*Problem description*
Write out everything in the data from the line containing "Exercise. Identify the turtle's rear" down to the line containing "Exercise. Identify the snorkeler", both ends included, as a JSON list of strings with one string per line and blank lines omitted.

........

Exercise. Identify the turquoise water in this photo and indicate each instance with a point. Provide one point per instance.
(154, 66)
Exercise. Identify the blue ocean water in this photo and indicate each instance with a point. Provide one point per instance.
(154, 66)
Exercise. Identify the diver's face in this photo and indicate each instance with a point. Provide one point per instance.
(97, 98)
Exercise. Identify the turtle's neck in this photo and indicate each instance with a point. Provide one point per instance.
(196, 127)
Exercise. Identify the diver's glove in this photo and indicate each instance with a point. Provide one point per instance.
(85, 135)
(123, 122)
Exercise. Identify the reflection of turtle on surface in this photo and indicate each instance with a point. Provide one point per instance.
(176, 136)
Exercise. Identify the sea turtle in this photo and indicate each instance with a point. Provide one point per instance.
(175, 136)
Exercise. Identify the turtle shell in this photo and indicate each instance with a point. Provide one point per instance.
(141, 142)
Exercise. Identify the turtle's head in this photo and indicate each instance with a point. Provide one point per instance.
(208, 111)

........

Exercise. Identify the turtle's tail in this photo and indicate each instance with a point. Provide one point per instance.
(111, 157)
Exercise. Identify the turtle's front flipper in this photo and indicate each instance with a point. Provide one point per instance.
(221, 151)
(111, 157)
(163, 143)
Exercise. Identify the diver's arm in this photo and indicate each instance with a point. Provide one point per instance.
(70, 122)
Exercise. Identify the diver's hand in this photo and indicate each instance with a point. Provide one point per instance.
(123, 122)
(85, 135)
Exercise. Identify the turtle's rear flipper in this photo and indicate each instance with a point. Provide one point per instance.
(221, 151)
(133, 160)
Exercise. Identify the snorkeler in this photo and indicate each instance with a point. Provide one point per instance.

........

*Exercise response*
[
  "Exercise. Identify the turtle's rear flipper in this photo and indicate each instance with a point. Provide one point per instance.",
  "(221, 151)",
  "(133, 160)",
  "Exercise. Identify the snorkeler in this photo and indicate each instance with a point. Provide one point per instance."
]